### Task statement
Find every line in the records below that contains the string "comma", and copy each of those lines out.

### Exercise inputs

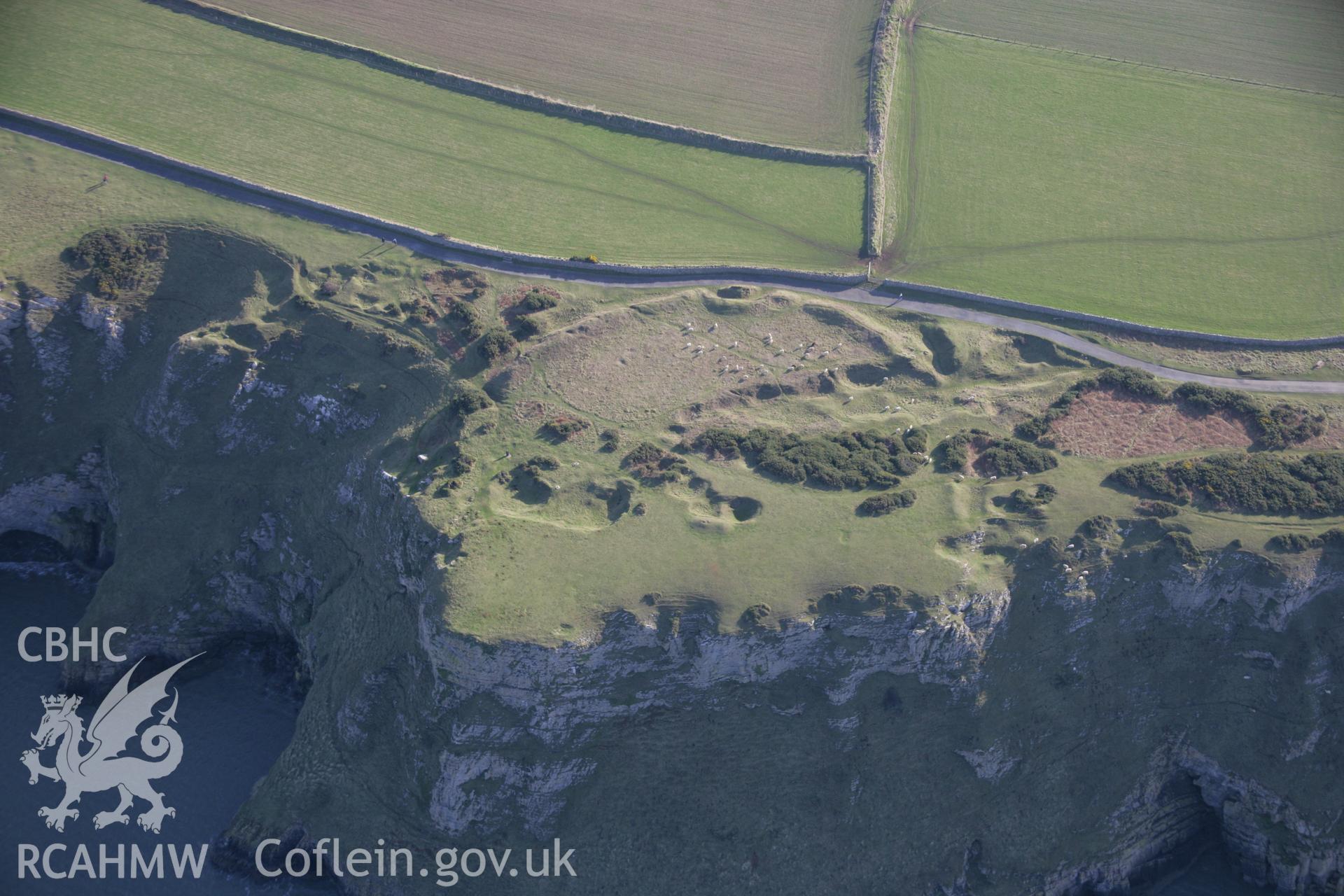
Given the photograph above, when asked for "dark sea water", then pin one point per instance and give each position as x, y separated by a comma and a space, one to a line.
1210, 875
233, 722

...

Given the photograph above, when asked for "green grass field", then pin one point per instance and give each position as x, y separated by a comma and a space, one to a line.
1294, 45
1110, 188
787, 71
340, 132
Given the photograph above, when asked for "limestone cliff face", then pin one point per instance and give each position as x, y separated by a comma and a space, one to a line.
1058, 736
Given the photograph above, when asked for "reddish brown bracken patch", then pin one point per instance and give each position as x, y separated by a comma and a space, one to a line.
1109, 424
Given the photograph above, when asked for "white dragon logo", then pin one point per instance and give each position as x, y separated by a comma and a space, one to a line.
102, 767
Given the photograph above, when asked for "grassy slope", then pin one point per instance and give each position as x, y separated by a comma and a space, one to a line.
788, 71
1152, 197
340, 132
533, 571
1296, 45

---

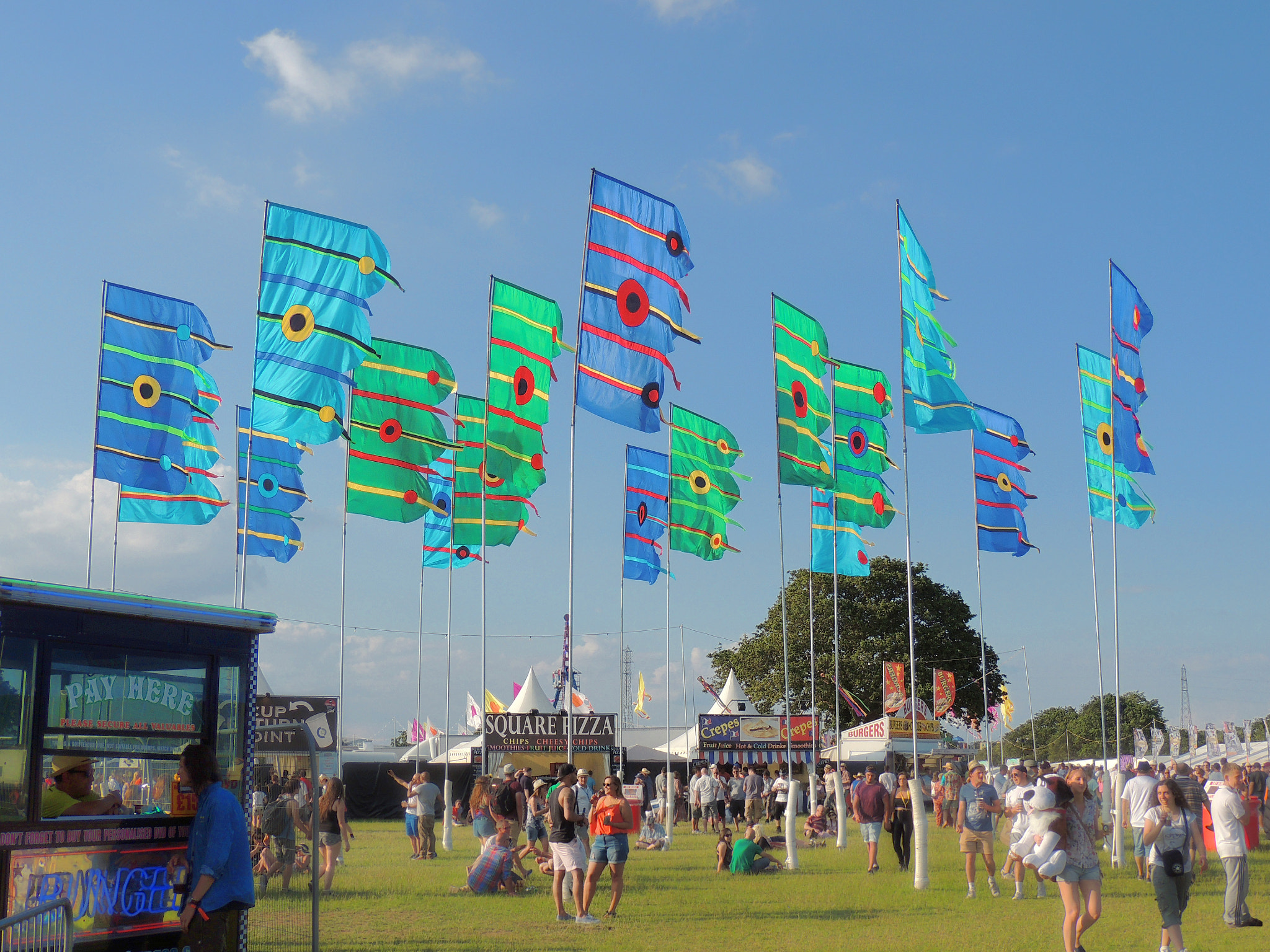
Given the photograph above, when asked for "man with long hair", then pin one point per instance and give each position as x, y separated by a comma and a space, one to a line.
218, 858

### The solution
Given the photograph above, when asked for "dark sea water", then pin one point per instance and give each position as x, y separated by a comma and a space, one to a line.
Given the photograph above, when asked for "green grass field", then pin one point per instance and give each position as x, y separated by a comma and a space, one to a line.
Given the photograph above, when asked for "limestone cliff face", then pin one point per instance and give each position as x, y separated by a comma and a space, one to a line.
Given the photograph above, when asked for "reddish brown bracken patch", then pin one point per instance and give each position as x, y separated by a comma and a space, one to a line.
Given the photograph above, when asked for "white dragon logo", then pin one point per instance and give each position as x, y separated by a comma and a space, one to a line.
Given the photograph above, when asked for "grassy slope", then pin one point per instance and give each position as x, y separated by a comma and a space, one to a line.
Given the photograph above, when asked for "man with long hair", then pin one point per instance and give each position as x, y separated by a comma and a space, one to a line.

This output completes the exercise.